Fife councillors have broken convention to honour the lives of two well-known people by naming new streets after them.
Members of the north east Fife area committee agreed to overlook the normal protocol for street naming and numbering by approving the names ‘John Dott Avenue’ and ‘Iain Peter Place’ for two new streets being created on land west of Kilmany Road in Wormit.
Normally, the local authority’s policy does not allow streets to be named after living people or people who have been dead for fewer than five years.
However, councillors decided to make an exception for Mr Dott and Mr Peter, both of whom served their local community well before their deaths in the last couple of years.
Mr Dott was a long-standing member and chair of Newport, Wormit and Forgan Community Council, and served as a north east Fife district councillor between 1989 and 1993.
He was the local pharmacist and also the Group Scout Leader for many years, and warm tributes were paid to him when he passed away in 2019.

(Object descriptions in free text)
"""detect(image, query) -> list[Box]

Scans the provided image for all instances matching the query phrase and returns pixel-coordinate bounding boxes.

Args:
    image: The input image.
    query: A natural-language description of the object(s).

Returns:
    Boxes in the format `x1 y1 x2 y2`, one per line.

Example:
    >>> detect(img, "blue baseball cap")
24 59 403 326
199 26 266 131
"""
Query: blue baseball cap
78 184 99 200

§ **Problem details**
Copy out the full article about the Wormit street names word for word.

§ **Task response**
Fife councillors have broken convention to honour the lives of two well-known people by naming new streets after them.
Members of the north east Fife area committee agreed to overlook the normal protocol for street naming and numbering by approving the names ‘John Dott Avenue’ and ‘Iain Peter Place’ for two new streets being created on land west of Kilmany Road in Wormit.
Normally, the local authority’s policy does not allow streets to be named after living people or people who have been dead for fewer than five years.
However, councillors decided to make an exception for Mr Dott and Mr Peter, both of whom served their local community well before their deaths in the last couple of years.
Mr Dott was a long-standing member and chair of Newport, Wormit and Forgan Community Council, and served as a north east Fife district councillor between 1989 and 1993.
He was the local pharmacist and also the Group Scout Leader for many years, and warm tributes were paid to him when he passed away in 2019.